▶ [Texte présenté]:
'''

Il y a une année et demie, j'ai installé et configuré pour un client une plateforme de messagerie basée sur Zimbra Collaboration Suite et Red Hat Enterprise Linux. Cette configuration est un peu vieillie, je l'ai publié pour référence (avant de l'archiver !).
Configuration demandée par le client
Il est demandé un cluster de deux nœuds en mode Actif/Passif sans l'utilisation d'une baie de stockage. La transition de Passif vers Actif en cas de panne peut se faire manuellement.
Le nombre d'utilisateurs ne va pas dépasser 150 utilisateurs.
La solution doit être facilement administrée par le personnel de du client.
Ressources matériels
Pour Zimbra le client a réservé deux serveurs HP DL380p G8. Chaque serveurs possède 3 disques de 300G chacun et 6G de RAM.
Chaque serveur possède 4 interfaces réseau.
Solution installée
La seule solution Haut Disponibilité supportée officiellement par Zimbra est le vSpher High Availability. Cette solution n'est pas une option dans notre configuration.
La solution que j'ai adoptée se base sur le logiciel DRBD.
« DRBD (Distributed Replicated Block Device) est une architecture de stockage distribuée pour GNU/Linux, permettant la réplication de périphériques de bloc (disques, partitions, volumes logiques etc…) entre des serveurs.
La réplication des données se fait:
En temps réel. En permanence, pendant que les applications modifient les données présentes sur le périphérique
De façon transparente. Les applications qui stockent leur données sur le périphérique répliqué n'ont pas conscience que ces données sont en fait stockées sur plusieurs ordinateurs
De façon synchrone, ou asynchrone. En fonctionnement synchrone, une application qui déclenche une écriture de donnée est notifiée de la fin de l'opération seulement après que l'écriture a été effectuée sur tous les serveurs, alors qu'en fonctionnement asynchrone, la notification se fait après que la donnée a été écrite localement, mais avant la propagation de la donnée. » - Wikipedia-
Zimbra stocke tous ces données dans le répertoire /opt/zimbra. L'idée consiste à répliquer ces données avec DRBD sur les deux serveurs. De cette façon, le nœud passif va recevoir toutes les données du premier nœud en temps réel. En cas de sinistre toutes les données sont déjà dans le 2ème nœud, il suffit juste de lancer le service Zimbra.
La Figure 1 illustre le mécanisme de synchronisation des données entre le nœud actif « node1.client.dz » et le nœud passif « node2.client.dz ».
Figure 1: Architecture Cluster Zimbra Active/Passive
Interfaces réseau
Les deux serveurs viennent avec 4 interfaces réseau. La configuration actuelle utilise deux interfaces. La première pour connecter Zimbra au reste de réseau, et la deuxième pour synchroniser les disques via DRBD.

'''

▶ [Données enregistrées]:
'''

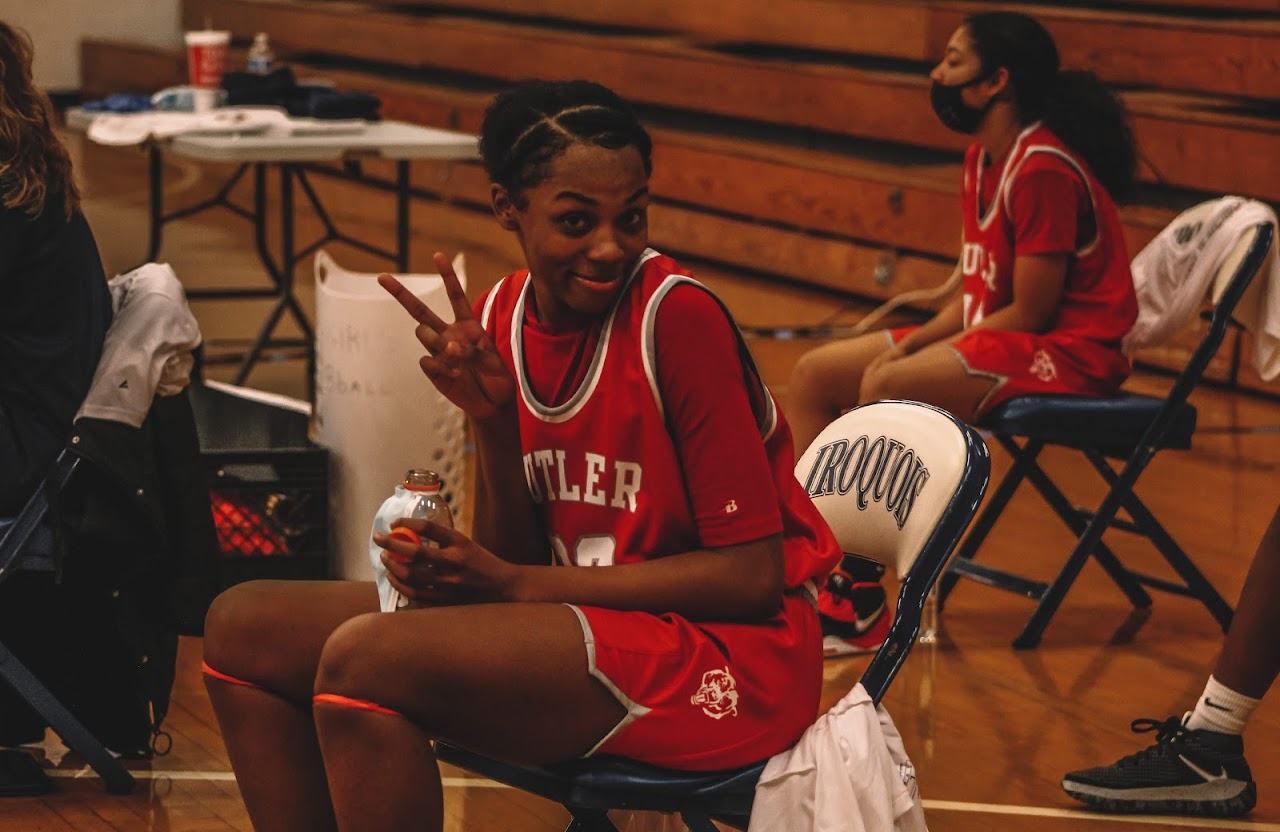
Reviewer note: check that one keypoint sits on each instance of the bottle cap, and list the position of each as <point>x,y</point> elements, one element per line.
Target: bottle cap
<point>423,480</point>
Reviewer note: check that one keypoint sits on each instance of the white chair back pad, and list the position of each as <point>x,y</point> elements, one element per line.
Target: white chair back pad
<point>1249,306</point>
<point>882,475</point>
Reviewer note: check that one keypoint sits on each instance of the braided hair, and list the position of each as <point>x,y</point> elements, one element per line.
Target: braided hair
<point>526,127</point>
<point>1074,105</point>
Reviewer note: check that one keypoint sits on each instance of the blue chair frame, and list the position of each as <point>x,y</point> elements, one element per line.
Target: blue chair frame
<point>27,544</point>
<point>589,789</point>
<point>1128,426</point>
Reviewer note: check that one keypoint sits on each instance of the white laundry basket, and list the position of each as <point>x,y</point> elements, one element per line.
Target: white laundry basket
<point>375,411</point>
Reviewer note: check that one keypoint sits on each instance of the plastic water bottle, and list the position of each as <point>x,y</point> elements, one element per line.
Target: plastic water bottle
<point>417,497</point>
<point>261,59</point>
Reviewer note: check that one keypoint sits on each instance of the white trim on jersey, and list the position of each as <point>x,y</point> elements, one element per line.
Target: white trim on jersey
<point>634,709</point>
<point>984,219</point>
<point>488,305</point>
<point>1093,204</point>
<point>575,403</point>
<point>766,421</point>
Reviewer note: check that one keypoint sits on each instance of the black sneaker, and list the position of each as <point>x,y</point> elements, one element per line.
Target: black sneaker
<point>1185,772</point>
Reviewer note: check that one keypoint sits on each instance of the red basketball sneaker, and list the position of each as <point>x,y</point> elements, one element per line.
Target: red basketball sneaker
<point>854,616</point>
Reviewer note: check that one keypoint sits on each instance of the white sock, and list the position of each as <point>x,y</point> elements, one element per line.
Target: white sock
<point>1221,709</point>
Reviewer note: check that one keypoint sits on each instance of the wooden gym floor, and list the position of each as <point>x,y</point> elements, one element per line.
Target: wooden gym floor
<point>991,728</point>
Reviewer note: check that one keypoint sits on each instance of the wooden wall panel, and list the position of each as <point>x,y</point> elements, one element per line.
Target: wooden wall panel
<point>887,106</point>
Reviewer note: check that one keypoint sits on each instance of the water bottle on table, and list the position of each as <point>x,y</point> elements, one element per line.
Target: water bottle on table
<point>420,496</point>
<point>261,59</point>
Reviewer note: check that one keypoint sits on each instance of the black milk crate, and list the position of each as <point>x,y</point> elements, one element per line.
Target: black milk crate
<point>268,484</point>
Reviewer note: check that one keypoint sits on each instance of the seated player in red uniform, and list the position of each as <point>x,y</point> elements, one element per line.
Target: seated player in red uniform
<point>1047,291</point>
<point>621,425</point>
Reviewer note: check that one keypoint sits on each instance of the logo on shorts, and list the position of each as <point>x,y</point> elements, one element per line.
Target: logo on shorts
<point>1042,366</point>
<point>717,695</point>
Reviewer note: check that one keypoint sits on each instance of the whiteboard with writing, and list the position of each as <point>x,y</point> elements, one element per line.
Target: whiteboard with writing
<point>375,411</point>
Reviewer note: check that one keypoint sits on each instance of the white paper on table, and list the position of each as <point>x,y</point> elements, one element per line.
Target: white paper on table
<point>375,411</point>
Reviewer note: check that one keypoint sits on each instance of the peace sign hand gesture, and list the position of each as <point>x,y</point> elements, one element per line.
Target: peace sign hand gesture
<point>461,360</point>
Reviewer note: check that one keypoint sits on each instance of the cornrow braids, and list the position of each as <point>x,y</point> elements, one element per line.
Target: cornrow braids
<point>526,127</point>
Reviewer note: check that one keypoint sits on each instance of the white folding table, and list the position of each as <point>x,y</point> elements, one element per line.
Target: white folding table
<point>295,151</point>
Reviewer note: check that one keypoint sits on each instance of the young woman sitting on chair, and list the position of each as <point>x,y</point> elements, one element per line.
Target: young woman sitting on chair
<point>1047,291</point>
<point>608,435</point>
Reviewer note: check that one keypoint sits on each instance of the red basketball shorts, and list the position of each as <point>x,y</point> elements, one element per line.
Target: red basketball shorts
<point>1024,364</point>
<point>704,696</point>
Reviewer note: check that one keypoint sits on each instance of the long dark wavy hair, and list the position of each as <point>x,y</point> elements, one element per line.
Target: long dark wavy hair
<point>1073,104</point>
<point>33,164</point>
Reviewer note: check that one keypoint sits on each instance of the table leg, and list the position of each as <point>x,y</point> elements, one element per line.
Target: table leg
<point>155,172</point>
<point>402,200</point>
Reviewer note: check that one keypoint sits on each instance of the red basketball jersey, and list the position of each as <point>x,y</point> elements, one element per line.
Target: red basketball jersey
<point>603,467</point>
<point>1098,300</point>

'''

▶ [Consigne]: Recopiez fidèlement le passage de l'article sur le cluster Zimbra qui va de « Le nombre d'utilisateurs » jusqu'à « et 6G de RAM. » inclus.

▶ [Corrigé]:
Le nombre d'utilisateurs ne va pas dépasser 150 utilisateurs.
La solution doit être facilement administrée par le personnel de du client.
Ressources matériels
Pour Zimbra le client a réservé deux serveurs HP DL380p G8. Chaque serveurs possède 3 disques de 300G chacun et 6G de RAM.